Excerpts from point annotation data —
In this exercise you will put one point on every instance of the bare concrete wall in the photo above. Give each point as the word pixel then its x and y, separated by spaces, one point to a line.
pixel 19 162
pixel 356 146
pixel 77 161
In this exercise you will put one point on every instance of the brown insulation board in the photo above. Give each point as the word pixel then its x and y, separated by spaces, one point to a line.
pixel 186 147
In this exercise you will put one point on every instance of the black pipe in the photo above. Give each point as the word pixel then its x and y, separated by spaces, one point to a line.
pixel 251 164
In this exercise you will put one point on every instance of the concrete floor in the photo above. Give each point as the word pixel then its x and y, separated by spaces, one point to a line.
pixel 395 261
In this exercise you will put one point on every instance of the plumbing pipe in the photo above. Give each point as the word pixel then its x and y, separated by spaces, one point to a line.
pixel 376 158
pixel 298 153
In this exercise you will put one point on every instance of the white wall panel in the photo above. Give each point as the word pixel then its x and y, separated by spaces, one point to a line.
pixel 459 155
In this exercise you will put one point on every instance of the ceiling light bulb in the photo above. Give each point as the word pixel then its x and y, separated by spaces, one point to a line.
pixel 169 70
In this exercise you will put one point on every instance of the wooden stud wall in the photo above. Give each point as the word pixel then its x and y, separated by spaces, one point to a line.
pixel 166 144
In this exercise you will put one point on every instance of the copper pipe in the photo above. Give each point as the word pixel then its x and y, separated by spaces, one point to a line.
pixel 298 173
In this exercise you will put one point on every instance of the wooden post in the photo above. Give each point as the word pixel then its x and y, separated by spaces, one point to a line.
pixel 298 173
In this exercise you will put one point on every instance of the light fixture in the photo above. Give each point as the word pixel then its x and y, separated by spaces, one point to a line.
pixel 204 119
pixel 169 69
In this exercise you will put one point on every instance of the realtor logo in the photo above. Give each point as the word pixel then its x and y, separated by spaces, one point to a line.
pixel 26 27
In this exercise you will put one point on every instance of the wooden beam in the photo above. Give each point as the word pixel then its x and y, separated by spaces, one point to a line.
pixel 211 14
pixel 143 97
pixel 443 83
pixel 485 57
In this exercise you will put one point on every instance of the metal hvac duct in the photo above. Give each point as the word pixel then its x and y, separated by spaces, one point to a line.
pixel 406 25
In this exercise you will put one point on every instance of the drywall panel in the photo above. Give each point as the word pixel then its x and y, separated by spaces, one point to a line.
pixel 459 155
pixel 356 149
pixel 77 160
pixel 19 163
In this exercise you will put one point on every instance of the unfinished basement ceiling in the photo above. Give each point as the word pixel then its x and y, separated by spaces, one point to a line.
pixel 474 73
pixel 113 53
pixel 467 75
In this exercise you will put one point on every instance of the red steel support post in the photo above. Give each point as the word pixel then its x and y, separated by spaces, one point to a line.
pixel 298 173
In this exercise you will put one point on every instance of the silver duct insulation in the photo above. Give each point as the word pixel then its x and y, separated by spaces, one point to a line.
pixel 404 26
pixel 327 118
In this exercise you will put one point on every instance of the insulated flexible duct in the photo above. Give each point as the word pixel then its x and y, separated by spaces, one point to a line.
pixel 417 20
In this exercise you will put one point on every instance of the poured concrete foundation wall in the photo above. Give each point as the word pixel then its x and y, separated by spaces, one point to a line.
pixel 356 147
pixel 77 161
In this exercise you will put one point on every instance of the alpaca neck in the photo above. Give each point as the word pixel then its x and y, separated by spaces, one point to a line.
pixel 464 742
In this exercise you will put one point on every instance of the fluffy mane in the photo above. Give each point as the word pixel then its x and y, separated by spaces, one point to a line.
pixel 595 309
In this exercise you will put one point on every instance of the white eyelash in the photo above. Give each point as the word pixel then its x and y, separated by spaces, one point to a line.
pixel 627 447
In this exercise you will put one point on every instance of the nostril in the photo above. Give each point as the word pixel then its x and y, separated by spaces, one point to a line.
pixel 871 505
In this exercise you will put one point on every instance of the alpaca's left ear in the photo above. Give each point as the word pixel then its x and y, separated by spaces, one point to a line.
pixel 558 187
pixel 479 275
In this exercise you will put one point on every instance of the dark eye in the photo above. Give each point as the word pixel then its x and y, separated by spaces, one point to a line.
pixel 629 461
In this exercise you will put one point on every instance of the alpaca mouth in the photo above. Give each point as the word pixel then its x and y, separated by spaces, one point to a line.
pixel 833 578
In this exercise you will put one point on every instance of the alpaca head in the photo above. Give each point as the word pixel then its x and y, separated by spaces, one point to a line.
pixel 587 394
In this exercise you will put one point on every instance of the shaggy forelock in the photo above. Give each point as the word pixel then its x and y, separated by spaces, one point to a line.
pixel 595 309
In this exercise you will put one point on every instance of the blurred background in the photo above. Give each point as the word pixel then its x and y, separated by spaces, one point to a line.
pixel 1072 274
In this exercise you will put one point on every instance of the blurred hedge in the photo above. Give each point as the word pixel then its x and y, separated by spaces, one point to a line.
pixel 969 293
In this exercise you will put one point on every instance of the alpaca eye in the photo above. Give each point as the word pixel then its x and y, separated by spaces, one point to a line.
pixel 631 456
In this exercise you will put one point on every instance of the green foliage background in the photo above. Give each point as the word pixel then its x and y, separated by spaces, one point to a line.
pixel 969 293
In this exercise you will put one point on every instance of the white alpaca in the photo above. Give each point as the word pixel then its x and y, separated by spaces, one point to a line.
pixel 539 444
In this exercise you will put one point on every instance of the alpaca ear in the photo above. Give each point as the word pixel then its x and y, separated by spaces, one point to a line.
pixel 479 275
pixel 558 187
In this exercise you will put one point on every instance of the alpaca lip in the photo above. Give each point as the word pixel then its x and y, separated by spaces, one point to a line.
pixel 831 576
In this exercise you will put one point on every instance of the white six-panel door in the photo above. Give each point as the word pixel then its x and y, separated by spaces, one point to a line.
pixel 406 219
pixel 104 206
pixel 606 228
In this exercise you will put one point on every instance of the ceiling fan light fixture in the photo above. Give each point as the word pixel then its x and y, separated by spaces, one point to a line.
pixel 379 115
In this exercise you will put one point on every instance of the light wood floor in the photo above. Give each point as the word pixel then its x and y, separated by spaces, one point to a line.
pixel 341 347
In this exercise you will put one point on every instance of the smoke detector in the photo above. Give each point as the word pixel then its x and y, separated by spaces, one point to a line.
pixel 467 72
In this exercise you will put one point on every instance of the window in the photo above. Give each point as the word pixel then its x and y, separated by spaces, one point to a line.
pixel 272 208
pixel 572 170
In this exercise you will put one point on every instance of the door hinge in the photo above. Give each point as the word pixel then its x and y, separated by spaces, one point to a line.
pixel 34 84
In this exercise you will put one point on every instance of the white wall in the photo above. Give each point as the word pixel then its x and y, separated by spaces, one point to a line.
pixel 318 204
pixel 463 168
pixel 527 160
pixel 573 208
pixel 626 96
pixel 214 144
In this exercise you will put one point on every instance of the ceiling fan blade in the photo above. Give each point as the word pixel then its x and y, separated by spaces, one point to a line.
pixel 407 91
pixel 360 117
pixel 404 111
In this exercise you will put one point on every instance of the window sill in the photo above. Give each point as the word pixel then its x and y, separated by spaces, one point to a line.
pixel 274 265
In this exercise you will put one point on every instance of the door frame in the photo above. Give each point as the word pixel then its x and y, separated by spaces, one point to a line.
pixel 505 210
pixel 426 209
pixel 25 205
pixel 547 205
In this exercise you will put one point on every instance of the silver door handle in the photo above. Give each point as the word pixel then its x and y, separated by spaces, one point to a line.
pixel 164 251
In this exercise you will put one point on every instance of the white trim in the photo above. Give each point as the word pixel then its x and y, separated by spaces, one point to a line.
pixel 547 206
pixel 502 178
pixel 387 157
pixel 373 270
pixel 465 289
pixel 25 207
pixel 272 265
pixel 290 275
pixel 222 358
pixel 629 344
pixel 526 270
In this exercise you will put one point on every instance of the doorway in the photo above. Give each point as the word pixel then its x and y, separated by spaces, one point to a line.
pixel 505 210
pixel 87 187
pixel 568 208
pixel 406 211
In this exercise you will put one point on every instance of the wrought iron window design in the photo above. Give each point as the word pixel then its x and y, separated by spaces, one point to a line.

WHAT NEEDS TO BE DONE — Using the records above, please retype only the run of lines from the line holding "of the doorway" through the last line, both ends included.

RIGHT ANSWER —
In this exercise you will put one point on every instance of the doorway in the photo above. Give each point as the word pixel then its x and y, separated by spaces, one point to a line.
pixel 505 210
pixel 87 187
pixel 568 208
pixel 406 211
In this exercise you will put one point on every instance of the wrought iron window design in the photo above. Give each point as the word pixel then its x and y, separated by spaces, one point to a line.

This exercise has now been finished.